THE INPUT |

—————

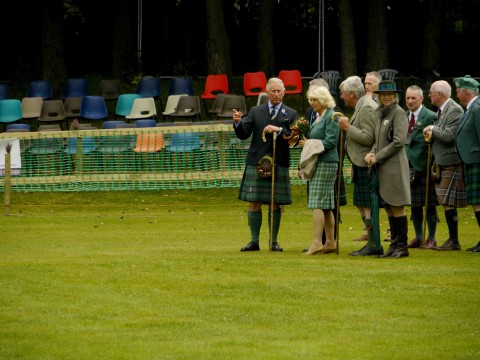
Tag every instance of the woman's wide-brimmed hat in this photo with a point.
(387, 86)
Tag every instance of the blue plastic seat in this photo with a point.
(40, 88)
(145, 123)
(125, 103)
(180, 85)
(93, 108)
(10, 110)
(21, 127)
(184, 142)
(112, 124)
(75, 88)
(4, 92)
(149, 87)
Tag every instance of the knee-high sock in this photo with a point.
(255, 223)
(432, 220)
(417, 219)
(372, 242)
(277, 217)
(393, 228)
(452, 222)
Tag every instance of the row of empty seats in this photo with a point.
(38, 105)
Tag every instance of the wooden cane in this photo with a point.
(339, 184)
(272, 201)
(429, 145)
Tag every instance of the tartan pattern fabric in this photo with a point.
(451, 189)
(419, 189)
(361, 189)
(256, 189)
(472, 183)
(321, 193)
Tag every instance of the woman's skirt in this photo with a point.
(321, 188)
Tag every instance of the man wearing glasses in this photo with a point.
(443, 135)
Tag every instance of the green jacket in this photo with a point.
(417, 149)
(328, 131)
(468, 135)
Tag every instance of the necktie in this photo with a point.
(412, 123)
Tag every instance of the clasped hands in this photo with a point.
(370, 159)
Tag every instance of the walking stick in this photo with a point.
(429, 146)
(272, 201)
(339, 184)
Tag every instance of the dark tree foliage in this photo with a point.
(185, 37)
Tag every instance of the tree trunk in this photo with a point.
(431, 41)
(53, 60)
(377, 46)
(266, 56)
(218, 44)
(348, 52)
(123, 46)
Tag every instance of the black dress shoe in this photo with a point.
(415, 243)
(276, 247)
(368, 251)
(448, 245)
(474, 247)
(251, 247)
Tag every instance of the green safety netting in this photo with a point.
(177, 157)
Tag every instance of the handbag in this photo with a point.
(413, 176)
(436, 172)
(265, 166)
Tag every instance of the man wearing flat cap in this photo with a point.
(443, 135)
(468, 142)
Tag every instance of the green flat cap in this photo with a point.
(467, 82)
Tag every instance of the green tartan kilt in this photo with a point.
(362, 194)
(256, 189)
(321, 188)
(419, 189)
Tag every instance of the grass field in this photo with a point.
(159, 275)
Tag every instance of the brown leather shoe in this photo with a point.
(429, 245)
(474, 248)
(415, 243)
(448, 245)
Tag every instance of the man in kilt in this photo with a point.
(260, 123)
(443, 135)
(417, 153)
(468, 142)
(360, 131)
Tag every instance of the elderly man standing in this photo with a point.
(360, 138)
(418, 157)
(468, 142)
(260, 123)
(443, 135)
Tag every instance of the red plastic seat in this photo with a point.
(292, 80)
(254, 83)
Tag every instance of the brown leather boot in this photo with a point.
(401, 249)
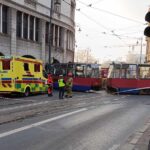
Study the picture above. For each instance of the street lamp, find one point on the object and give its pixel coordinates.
(50, 22)
(141, 49)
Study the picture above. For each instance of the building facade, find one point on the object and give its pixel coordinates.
(27, 30)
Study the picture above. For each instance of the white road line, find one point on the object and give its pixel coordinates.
(115, 147)
(2, 135)
(23, 106)
(116, 99)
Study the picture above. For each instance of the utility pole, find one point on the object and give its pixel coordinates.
(50, 36)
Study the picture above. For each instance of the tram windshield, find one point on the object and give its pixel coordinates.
(77, 69)
(122, 71)
(144, 71)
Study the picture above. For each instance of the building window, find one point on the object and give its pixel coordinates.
(57, 6)
(19, 24)
(31, 27)
(37, 30)
(4, 19)
(25, 26)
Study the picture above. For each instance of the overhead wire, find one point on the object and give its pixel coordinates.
(108, 29)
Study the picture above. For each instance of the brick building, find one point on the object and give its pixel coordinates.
(25, 24)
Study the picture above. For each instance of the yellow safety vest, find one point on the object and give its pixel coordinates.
(61, 83)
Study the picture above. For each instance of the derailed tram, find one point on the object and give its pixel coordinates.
(85, 76)
(129, 78)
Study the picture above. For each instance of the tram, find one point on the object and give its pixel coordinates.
(129, 78)
(85, 76)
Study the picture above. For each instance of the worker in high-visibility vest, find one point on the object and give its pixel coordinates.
(50, 85)
(69, 84)
(61, 85)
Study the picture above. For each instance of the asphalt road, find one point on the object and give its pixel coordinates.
(88, 122)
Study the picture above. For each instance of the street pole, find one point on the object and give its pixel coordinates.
(141, 49)
(50, 36)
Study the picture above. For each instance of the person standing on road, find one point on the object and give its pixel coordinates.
(69, 84)
(61, 85)
(50, 85)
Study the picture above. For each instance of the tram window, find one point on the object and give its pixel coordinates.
(128, 71)
(89, 71)
(144, 72)
(6, 64)
(26, 67)
(131, 71)
(80, 71)
(36, 67)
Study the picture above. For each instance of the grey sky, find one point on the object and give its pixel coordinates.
(109, 36)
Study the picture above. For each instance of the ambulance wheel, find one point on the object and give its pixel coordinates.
(27, 92)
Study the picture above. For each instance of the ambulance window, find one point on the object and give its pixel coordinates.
(36, 67)
(6, 64)
(26, 67)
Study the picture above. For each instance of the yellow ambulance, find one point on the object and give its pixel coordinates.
(21, 75)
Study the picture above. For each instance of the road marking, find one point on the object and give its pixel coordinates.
(116, 99)
(40, 123)
(23, 106)
(115, 147)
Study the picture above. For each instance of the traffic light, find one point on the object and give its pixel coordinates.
(147, 29)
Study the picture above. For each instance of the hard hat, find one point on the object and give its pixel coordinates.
(69, 74)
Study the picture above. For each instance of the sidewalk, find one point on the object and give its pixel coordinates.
(139, 140)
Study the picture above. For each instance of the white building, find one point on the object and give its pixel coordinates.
(25, 24)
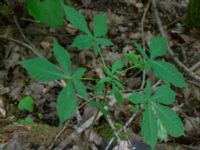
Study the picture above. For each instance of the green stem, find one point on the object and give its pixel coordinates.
(90, 79)
(132, 67)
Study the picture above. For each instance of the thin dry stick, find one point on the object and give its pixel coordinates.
(57, 136)
(178, 62)
(20, 43)
(195, 66)
(110, 122)
(82, 128)
(142, 23)
(90, 130)
(143, 40)
(123, 128)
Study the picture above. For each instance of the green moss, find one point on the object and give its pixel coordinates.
(193, 14)
(106, 132)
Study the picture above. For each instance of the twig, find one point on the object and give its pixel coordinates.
(82, 128)
(178, 62)
(143, 40)
(123, 128)
(57, 136)
(143, 79)
(22, 44)
(195, 66)
(142, 23)
(90, 130)
(110, 122)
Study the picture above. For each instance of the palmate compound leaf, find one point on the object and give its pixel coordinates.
(42, 70)
(62, 56)
(82, 41)
(78, 84)
(49, 12)
(158, 47)
(66, 103)
(164, 95)
(77, 19)
(99, 25)
(168, 73)
(149, 126)
(170, 120)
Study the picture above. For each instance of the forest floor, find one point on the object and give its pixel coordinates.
(125, 24)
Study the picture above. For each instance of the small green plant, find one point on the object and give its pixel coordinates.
(27, 104)
(67, 99)
(163, 70)
(158, 119)
(154, 110)
(88, 39)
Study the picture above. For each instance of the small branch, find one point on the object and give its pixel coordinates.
(90, 130)
(178, 62)
(22, 44)
(82, 128)
(110, 122)
(123, 128)
(195, 66)
(142, 22)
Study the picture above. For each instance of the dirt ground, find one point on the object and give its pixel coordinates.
(125, 24)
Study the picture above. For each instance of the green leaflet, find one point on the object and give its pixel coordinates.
(100, 25)
(49, 12)
(78, 73)
(137, 98)
(62, 56)
(158, 47)
(66, 103)
(26, 104)
(149, 126)
(170, 120)
(80, 88)
(42, 70)
(117, 94)
(164, 95)
(82, 41)
(168, 73)
(117, 65)
(77, 19)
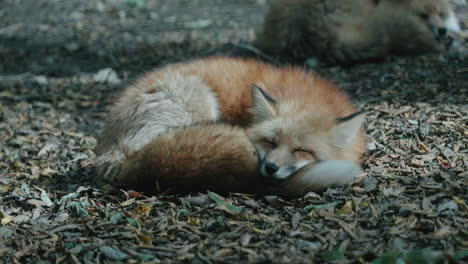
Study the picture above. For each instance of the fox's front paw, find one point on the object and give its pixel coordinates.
(318, 176)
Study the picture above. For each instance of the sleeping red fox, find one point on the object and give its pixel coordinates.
(231, 125)
(347, 31)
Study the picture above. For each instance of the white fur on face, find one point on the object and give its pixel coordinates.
(283, 173)
(327, 173)
(452, 24)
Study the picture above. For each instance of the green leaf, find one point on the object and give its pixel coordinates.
(79, 208)
(69, 245)
(113, 253)
(180, 213)
(69, 196)
(460, 255)
(388, 258)
(116, 217)
(332, 255)
(145, 257)
(422, 256)
(45, 198)
(223, 204)
(133, 222)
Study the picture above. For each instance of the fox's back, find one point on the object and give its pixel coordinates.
(231, 79)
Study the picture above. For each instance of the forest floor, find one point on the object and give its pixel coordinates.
(62, 62)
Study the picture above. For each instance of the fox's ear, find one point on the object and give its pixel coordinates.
(262, 104)
(347, 129)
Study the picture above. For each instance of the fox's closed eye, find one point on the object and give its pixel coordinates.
(269, 143)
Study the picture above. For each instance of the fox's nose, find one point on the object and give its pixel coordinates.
(271, 168)
(442, 31)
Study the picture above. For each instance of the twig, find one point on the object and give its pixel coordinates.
(258, 52)
(345, 227)
(10, 29)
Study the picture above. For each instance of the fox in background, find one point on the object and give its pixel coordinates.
(231, 125)
(350, 31)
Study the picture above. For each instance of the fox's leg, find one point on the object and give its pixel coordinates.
(317, 177)
(214, 157)
(148, 109)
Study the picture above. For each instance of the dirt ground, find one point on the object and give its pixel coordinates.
(61, 63)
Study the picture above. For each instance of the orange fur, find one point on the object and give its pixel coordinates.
(200, 149)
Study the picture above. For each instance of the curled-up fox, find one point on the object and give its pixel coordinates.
(231, 125)
(349, 31)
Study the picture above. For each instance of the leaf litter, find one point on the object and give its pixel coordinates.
(410, 206)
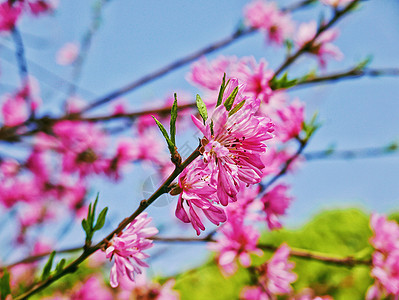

—————

From the rows above, pull out every line that contains the word "plastic" and copy each one in full.

THE OUTPUT |
Tag every instance of the blue plastic seat in this photo with a point.
Tag every instance of the red plastic seat in this photo with a point.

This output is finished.